Task material:

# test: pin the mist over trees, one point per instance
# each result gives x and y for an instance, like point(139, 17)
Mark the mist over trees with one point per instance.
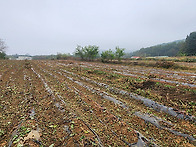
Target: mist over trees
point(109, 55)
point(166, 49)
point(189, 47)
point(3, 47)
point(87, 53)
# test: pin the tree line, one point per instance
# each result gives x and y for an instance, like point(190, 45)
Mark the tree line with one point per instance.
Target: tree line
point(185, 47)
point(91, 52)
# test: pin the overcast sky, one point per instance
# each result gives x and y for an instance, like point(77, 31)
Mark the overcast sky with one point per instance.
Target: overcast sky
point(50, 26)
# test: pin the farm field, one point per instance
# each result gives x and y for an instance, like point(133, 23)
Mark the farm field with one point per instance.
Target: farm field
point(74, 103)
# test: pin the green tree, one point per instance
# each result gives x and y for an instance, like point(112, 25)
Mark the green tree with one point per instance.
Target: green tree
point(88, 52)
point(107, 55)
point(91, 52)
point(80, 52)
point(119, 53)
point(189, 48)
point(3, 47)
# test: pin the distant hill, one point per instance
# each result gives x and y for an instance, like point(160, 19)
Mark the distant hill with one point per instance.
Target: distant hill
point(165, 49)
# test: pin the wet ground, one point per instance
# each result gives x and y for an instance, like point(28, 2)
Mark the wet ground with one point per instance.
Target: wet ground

==

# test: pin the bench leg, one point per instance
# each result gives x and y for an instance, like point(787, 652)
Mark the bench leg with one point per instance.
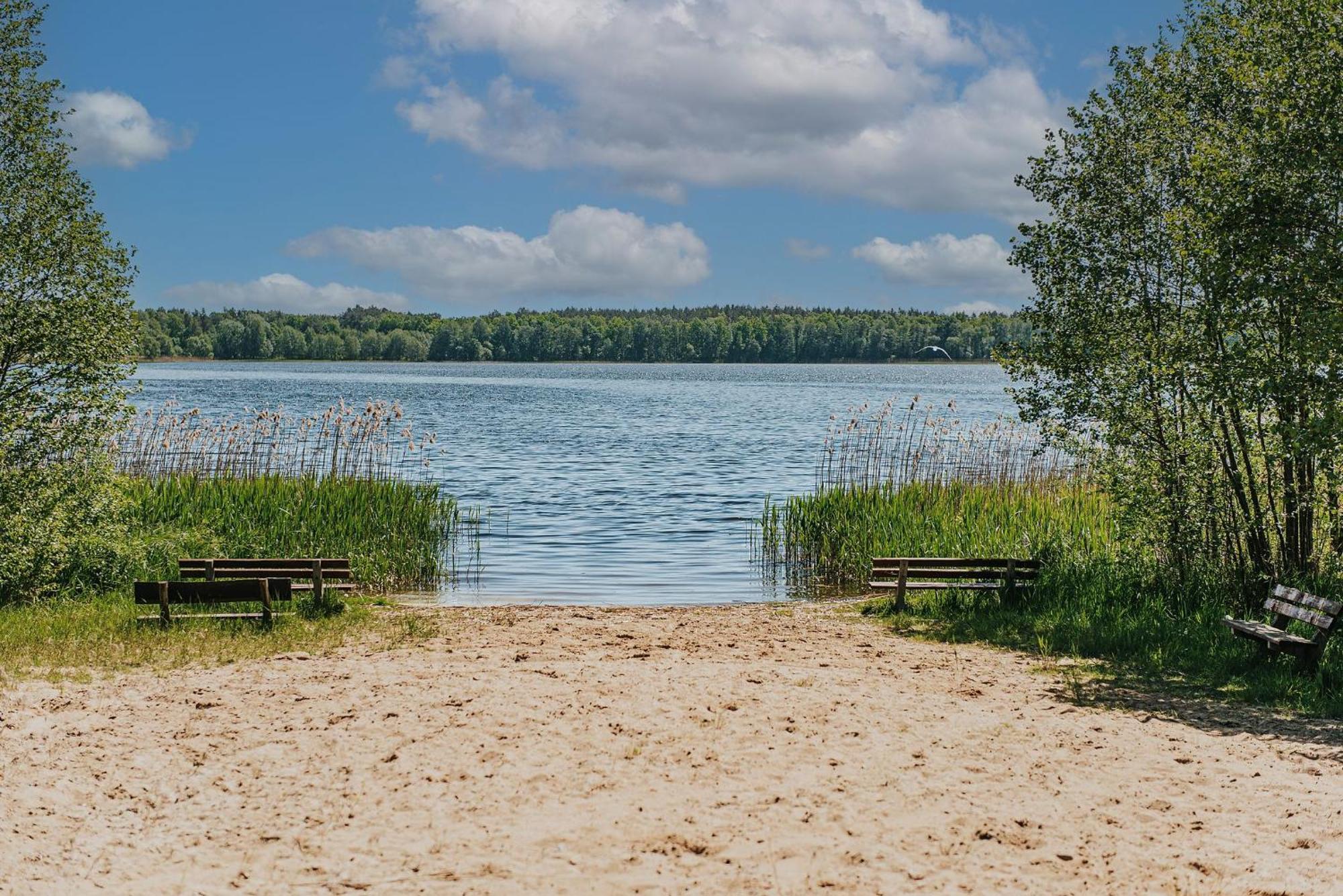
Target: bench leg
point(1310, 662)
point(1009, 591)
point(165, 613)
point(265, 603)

...

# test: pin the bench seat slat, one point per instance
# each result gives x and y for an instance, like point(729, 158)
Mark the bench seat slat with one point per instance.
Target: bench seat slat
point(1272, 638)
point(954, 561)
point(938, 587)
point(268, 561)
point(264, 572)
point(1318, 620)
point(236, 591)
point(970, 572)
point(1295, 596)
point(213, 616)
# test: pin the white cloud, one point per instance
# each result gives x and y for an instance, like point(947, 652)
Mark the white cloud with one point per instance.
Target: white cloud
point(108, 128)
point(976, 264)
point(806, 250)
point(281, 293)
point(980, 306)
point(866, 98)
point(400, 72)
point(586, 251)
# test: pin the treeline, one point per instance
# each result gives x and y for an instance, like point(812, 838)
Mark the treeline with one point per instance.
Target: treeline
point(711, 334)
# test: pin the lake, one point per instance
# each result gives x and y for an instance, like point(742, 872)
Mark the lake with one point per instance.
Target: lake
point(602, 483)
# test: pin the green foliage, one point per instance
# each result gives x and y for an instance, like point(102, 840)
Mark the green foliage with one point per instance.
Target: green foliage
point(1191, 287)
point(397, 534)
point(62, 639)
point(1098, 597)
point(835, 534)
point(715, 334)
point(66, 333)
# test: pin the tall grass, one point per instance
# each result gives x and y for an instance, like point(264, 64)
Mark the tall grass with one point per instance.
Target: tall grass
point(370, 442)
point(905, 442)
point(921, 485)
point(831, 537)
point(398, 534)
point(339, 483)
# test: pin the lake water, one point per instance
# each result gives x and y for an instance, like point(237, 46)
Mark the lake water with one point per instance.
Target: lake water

What is being asked: Leave out the images and write out the lines above exactly, from the one with "# test: pin the mist" up to and including the one with "# test: pin the overcast".

Exercise result:
# test: pin the mist over trees, one point per instance
# each result gives x and y for an instance, like point(139, 17)
Mark the mist over trees with one point per instance.
Target: mist over trees
point(109, 55)
point(166, 49)
point(189, 47)
point(3, 47)
point(87, 53)
# test: pin the tree line, one point per instance
# each result gives x and y for an instance, like point(190, 45)
Mark the tree line with one point per instance.
Target: tree line
point(185, 47)
point(91, 52)
# test: pin the overcast sky, one point per instance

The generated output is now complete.